What the exercise asks: Reproduce all of the records below, substituting "largest circle" for each occurrence of "biggest circle" and leaving everything else unchanged. Omit the pictures from your answer.
============================================================
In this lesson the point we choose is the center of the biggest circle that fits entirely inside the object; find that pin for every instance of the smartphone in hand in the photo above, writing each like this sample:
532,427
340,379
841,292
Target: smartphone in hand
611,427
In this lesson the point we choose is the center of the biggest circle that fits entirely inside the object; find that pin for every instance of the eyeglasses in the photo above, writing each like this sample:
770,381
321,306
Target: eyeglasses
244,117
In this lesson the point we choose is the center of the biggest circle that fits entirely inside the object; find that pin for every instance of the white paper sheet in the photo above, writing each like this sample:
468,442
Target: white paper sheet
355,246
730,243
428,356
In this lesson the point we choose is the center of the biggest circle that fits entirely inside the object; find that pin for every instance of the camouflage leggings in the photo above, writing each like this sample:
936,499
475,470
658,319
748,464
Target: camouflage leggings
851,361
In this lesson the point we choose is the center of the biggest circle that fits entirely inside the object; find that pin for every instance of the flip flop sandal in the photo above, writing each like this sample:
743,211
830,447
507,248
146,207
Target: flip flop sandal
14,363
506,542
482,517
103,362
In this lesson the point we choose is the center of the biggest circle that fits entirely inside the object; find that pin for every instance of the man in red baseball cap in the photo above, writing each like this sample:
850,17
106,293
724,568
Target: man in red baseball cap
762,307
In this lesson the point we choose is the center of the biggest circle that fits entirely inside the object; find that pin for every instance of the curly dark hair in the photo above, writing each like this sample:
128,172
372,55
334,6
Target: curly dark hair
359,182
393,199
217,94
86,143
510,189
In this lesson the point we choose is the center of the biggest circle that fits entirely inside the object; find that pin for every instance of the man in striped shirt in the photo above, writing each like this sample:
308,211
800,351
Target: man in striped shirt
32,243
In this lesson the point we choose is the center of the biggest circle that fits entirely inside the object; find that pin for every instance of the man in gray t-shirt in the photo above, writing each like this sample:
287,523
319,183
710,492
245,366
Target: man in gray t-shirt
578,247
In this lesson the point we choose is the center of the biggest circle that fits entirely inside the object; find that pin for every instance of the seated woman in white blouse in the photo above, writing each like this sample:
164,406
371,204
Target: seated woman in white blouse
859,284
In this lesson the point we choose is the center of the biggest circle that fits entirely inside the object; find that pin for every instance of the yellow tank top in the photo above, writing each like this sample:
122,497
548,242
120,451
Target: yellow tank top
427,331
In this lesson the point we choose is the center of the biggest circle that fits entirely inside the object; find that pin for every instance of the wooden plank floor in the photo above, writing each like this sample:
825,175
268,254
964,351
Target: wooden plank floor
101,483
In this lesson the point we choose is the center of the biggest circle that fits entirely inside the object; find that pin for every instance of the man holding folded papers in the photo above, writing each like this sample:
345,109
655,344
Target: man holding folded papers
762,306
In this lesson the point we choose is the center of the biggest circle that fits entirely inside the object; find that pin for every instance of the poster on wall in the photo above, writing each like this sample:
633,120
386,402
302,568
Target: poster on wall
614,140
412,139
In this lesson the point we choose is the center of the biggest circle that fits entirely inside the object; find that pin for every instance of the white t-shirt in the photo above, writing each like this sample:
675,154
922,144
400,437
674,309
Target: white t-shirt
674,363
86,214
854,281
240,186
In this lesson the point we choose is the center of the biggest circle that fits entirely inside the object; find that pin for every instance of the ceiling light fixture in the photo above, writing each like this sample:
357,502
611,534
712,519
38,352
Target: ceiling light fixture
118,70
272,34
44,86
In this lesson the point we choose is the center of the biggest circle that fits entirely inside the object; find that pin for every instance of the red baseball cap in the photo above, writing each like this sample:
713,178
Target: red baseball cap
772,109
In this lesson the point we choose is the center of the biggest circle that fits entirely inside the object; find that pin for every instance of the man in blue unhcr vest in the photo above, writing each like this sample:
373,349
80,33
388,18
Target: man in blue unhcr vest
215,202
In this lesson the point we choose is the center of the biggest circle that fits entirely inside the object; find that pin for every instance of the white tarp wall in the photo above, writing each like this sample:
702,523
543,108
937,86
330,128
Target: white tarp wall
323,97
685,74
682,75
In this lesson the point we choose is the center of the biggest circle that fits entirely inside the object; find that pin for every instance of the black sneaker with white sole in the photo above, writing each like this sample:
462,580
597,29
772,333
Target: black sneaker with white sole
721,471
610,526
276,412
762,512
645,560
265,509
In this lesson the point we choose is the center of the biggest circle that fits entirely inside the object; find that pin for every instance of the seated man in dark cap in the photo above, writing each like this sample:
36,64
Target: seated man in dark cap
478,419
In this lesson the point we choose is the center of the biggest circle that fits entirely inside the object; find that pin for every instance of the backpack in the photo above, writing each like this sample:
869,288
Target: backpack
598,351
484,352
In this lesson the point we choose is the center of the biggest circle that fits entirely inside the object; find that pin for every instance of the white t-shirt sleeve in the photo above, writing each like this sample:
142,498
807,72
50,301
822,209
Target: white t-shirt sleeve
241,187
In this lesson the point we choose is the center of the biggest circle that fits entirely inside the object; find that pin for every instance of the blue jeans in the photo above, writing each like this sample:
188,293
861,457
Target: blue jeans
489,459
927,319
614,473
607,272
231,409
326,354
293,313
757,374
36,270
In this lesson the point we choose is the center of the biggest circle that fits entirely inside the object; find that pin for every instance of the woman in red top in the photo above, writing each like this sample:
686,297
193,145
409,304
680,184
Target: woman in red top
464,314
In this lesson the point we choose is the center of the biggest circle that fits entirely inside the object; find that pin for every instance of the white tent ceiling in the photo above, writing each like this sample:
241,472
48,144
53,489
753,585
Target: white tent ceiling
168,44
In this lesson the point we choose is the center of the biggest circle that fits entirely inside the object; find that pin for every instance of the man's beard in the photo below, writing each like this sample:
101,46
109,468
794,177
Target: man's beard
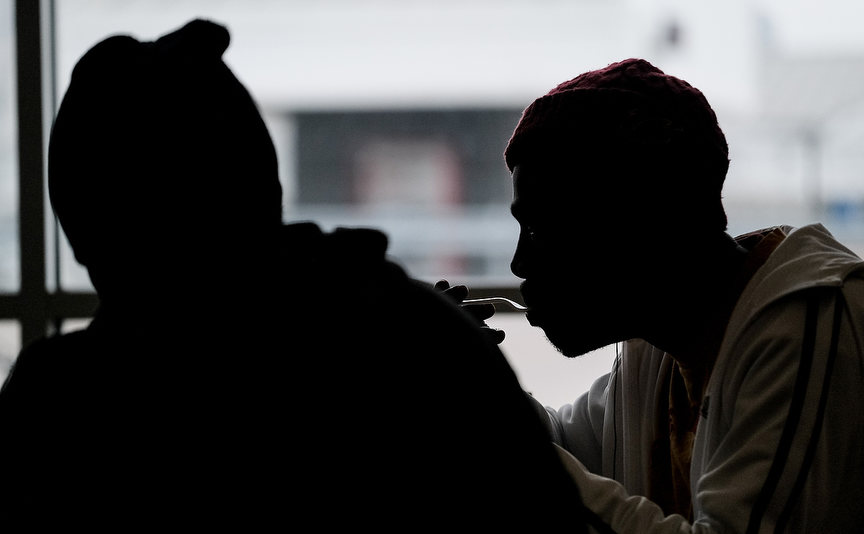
============================================================
Response for this exercise:
In this lesson the point we choose is the center of the largest circle that fits entirely inside the object; find that pin for every instance of the smartphone in hand in the photo above, writing each like this sample:
532,427
340,379
841,292
Target: smartphone in hand
611,427
In this lesson the point we choose is the center of the largest circle that fits entirely inside the object; find that pin for every instance of the eyeglasses in the photo above, writing each like this sample:
770,381
321,306
Target: eyeglasses
244,117
In this lesson the point we choose is the center of the largest circle that fits entirely inside the object; find that pin for every instance of the white paper sheet in the photo above, writing each like this sample:
468,442
Target: white paper sheet
355,246
730,243
428,356
In this lesson the point we choose is the center of the largest circle that fits entirely inside the object; find that pin for every instance of the camouflage leggings in the photo above, writing each like this sample:
936,499
475,470
658,319
748,464
Target: camouflage leggings
851,361
In this lesson the point we choose is the center of the largest circle that fits entirely inside the object; find that pin for every instance of the flip flop sandal in the photo above, writing each like this sample:
743,211
830,447
507,248
146,207
Target: flip flop sandal
14,363
506,542
482,517
103,362
In this lesson the point we choose is the center of the largest circle that fits entirely inside the object; find that pin for every instance of the man in red baseball cap in the photo above, writing each like this sample:
850,17
106,293
724,568
Target: man in red baseball cap
762,307
In this lesson the point we choose is the center of the largest circle that fits entirely inside the object; find that pin for every instance of the curly dark hair in the photo above, writing each like this sample:
128,172
372,55
334,6
Target: curly dark hair
359,182
393,199
217,94
86,143
510,189
In this lesson the point we choose is the center of the largest circle that fits entirely inside the object; find that pin for every instance of the man in striped shirt in the photo above, writing each like this sample:
308,211
800,351
Target: man in striped shirt
32,243
In this lesson the point we choose is the center of the largest circle that fits entirely inside the object; find that pin for every instance of the man in gray t-shirt in the photo above, writing each like this sample:
287,523
319,183
710,492
245,366
Target: man in gray t-shirt
578,247
In this lesson the point we choose is the center of the largest circle that fits entirely inside the object; find that pin for every instance of the seated woman in white blouse in the photo above, writing each like this sample:
164,406
371,204
Target: seated woman in white blouse
859,284
In this lesson the point we choose is the center of the largest circle that fits entirely inside the object; find that pin for every instance of the yellow tank top in the photo above, writing each like this sample:
122,497
548,242
120,451
Target: yellow tank top
427,331
In this lesson the point we choose is the center of the largest circle that fits entirely inside the object; find that pin for every instance of the wooden plank floor in the photo above, writing each like this sample:
825,175
268,254
964,351
Target: wooden plank floor
101,483
In this lesson the point we choose is the center of the largest circle that fits entirely inside the object; find that pin for every instance of the man holding folded papers in the photo above, writing each like this sample:
345,109
655,344
Target: man holding folded papers
762,306
In this lesson the point we choose is the center of the largest circle that fits entirely inside the object; find that pin for every instance of the poster on wall in the photo above, writing each like this sample:
633,120
386,402
302,568
Target: poster on wall
614,140
412,139
In this lesson the point we choose is the center of the largest circle that fits entirely inside the object; find that pin for every instance of the white t-shirt in the photo above, writing each like this sample:
675,154
922,144
400,437
674,309
Target: white t-shirt
674,363
86,214
854,281
240,186
In this lesson the point we choose is the center of the largest circle that fits entirely inside the object; find that pin for every instance of the ceiling light fixture in the photo above, writing each like this sample:
357,502
611,534
712,519
38,352
Target: ceiling light fixture
118,70
272,34
44,86
In this lesson the point we choose is the center of the largest circle that fits entirely inside the object; find that pin for every instance of the red baseball cap in the photo above, writing each like this sample:
713,178
Target: red baseball cap
772,109
In this lesson the point we choose is the center of the largest circle that fits entirely inside the object; find that pin for every instance of the man in blue unhcr vest in the photo above, writing each like this sample:
373,349
80,33
388,18
Target: man in blue unhcr vest
215,202
In this lesson the point we choose is the center of the largest circle that fits entirely inside the object; find that pin for every instance of the white tarp wall in the photo above, writing each like this sample:
702,523
543,108
937,86
330,128
Target: white tarp wall
323,97
685,74
682,75
In this lesson the point we choose is the center of the largest circle that fits entirely inside the object; find that pin for every instance of the black sneaker with white sole in the photo above, writing each like this sample:
462,580
597,29
772,333
Target: black sneaker with white sole
721,471
610,526
276,412
762,512
645,560
265,509
In this lesson the point we choose is the center of the largest circle that fits entirely inside the object; find that pin for every instance of the seated man in dark cap in the photo above, writing each like this sample:
36,64
Target: seated man in dark cap
478,419
In this lesson the point we choose is the center of the largest circle that fits entirely inside the object; find that pin for every instance of the backpack in the photo above, writing each like this sample:
869,288
Target: backpack
598,351
484,352
In this lesson the point we choose is the center of the largest circle that fits entirely inside the object; find that pin for every instance of the white t-shirt sleeve in the photo above, writing each like this sample:
142,498
807,72
50,301
822,209
Target: white t-shirt sleeve
241,187
In this lesson the point we choose is the center of the largest circle that fits entirely inside the object; find that pin for every instance of the blue jeans in the photo above, writing each like this sample:
188,293
861,457
Target: blue jeans
489,459
927,319
614,473
607,272
231,409
326,354
293,313
757,374
36,270
In this lesson the point we choose is the center of the largest circle that fits entirely inside the object; find that pin for every instance of the woman in red top in the photo above, writing each like this sample:
686,297
193,145
409,304
680,184
Target: woman in red top
464,314
In this lesson the point we choose is the center of the largest circle that fits entirely inside the object; find that pin for every instance of the white tent ceiling in the photo above, writing each like this sample:
241,472
48,144
53,489
753,585
Target: white tent ceiling
168,44
In this lesson the point we choose is the center of the largest circle that fits entirely inside the object; find that pin for every instance of the man's beard in the photo below, writing each like this sample:
101,46
109,468
794,177
Target: man's beard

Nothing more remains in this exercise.